## Instruction a
Starting at the beginning of the entries and ending with the line that contains "box: [132, 190, 379, 294]", rewrite those lines with "rough mask" substituted by "coarse mask", leaving everything else unchanged.

The legislation has taken an unwieldy path through Congress, and appeared dead at several different points because of broad GOP opposition.

Along the way, various Republicans opposed the bill’s price tag, the way it was paid for and the fact that it provided first responders with prolonged access to a compensation fund that Republicans would like to see closed.

As a result of their objections, the benefits to responders have shrunk: from over $7 billion, as originally passed by the House, to $6.2 billion as proposed by Senate principals, to the $4.2 billion passed by the Senate today after Sen. Tom Coburn (R-OK) threatened to derail the bill again.

Despite these reductions, New York Sens. Chuck Schumer and Kirsten Gillibrand hailed the final version as “The Christmas Miracle we’ve been looking for.”

GOP objections may have diminished the legislation, but they also provided Democrats with unusually potent political fodder — which they will likely draw on ahead of the 2012 elections. Earlier this year, Republican objections to the legislation fueled Rep. Anthony Weiner’s (D-NY) spitting mad rant on the House floor.

And more recently they elicited a series of explicitly partisan sketches and outbursts from Jon Stewart on “The Daily Show.”

The 9/11 first responders bill is the last piece of legislation the 111th Congress passed.

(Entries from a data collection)

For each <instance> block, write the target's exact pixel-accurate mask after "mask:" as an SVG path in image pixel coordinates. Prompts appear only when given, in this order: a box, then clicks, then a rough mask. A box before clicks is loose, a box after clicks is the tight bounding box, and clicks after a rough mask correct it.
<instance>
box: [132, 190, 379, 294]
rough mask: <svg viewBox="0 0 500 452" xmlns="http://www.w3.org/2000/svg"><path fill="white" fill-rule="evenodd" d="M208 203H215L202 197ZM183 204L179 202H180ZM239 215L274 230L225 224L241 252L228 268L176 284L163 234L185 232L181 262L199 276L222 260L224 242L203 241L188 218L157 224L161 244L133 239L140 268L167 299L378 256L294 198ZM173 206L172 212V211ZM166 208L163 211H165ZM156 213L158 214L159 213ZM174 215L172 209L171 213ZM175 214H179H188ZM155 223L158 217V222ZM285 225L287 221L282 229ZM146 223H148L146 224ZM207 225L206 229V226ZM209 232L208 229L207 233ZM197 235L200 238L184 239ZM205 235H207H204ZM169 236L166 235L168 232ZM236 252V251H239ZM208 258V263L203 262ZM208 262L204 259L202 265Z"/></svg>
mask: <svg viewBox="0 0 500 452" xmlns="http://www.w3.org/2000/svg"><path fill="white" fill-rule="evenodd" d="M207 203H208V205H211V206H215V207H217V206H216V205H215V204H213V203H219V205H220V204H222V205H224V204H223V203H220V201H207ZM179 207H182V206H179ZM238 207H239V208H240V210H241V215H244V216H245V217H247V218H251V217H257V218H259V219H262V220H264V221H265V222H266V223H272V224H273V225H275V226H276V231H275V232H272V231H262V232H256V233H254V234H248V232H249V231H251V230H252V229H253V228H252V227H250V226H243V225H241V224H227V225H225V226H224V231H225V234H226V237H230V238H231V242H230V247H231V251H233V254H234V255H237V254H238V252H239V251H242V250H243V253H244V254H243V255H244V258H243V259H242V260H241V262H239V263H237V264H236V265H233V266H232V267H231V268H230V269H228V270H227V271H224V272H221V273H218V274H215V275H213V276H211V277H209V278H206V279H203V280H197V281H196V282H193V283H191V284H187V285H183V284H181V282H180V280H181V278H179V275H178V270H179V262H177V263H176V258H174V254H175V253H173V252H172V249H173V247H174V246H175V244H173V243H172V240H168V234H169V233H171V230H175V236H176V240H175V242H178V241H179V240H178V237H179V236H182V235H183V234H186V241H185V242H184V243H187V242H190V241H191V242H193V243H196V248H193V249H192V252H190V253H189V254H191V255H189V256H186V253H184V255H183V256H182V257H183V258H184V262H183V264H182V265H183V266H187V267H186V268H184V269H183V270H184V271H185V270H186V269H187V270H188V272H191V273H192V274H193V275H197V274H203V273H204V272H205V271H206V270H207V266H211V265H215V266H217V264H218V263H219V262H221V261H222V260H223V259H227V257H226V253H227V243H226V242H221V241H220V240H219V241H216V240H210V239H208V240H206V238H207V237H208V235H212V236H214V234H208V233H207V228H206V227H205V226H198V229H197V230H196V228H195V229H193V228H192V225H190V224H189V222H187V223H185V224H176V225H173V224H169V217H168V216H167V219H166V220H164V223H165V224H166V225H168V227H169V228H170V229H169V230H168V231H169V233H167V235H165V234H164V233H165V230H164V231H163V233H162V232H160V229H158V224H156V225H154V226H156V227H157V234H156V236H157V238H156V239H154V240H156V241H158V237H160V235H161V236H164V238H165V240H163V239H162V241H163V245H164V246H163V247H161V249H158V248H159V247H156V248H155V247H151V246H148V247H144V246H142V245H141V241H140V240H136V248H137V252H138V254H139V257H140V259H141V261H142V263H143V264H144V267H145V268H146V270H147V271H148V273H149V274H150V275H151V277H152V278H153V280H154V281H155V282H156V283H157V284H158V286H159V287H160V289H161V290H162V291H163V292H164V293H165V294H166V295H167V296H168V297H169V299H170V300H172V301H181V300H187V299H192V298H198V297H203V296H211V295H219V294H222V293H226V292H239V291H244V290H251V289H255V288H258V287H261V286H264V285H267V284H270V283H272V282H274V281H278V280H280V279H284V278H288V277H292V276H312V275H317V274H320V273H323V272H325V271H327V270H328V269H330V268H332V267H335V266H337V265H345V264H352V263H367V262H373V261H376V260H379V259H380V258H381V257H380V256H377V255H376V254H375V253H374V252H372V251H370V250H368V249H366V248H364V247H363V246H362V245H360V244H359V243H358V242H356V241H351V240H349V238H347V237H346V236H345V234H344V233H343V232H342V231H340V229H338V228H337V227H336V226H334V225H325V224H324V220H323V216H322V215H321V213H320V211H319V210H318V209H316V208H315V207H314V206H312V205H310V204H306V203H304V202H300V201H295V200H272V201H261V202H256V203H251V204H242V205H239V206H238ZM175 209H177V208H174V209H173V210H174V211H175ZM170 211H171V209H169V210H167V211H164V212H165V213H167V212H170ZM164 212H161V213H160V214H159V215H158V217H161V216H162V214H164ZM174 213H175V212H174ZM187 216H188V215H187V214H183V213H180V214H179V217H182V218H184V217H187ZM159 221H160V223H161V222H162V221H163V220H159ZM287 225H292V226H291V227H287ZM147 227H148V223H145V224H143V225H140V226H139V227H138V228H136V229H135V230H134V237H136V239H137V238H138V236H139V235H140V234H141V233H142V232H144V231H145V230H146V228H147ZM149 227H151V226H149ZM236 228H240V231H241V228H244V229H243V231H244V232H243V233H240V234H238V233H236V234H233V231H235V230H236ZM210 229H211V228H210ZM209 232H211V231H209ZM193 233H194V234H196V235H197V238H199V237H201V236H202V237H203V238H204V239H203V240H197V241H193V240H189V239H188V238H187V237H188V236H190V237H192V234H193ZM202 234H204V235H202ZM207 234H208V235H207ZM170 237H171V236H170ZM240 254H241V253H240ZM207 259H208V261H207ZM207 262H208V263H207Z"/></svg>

## Instruction b
From the passage on the 9/11 first responders bill, copy the text word for word. Begin at the words "And more recently" and stop after "111th Congress passed.".

## Task solution a
For each <instance> block, write the target's exact pixel-accurate mask after "mask:" as an SVG path in image pixel coordinates. Prompts appear only when given, in this order: a box, then clicks, then a coarse mask. A box before clicks is loose, a box after clicks is the tight bounding box, and clicks after a coarse mask correct it.
<instance>
box: [132, 190, 379, 294]

## Task solution b
And more recently they elicited a series of explicitly partisan sketches and outbursts from Jon Stewart on “The Daily Show.”

The 9/11 first responders bill is the last piece of legislation the 111th Congress passed.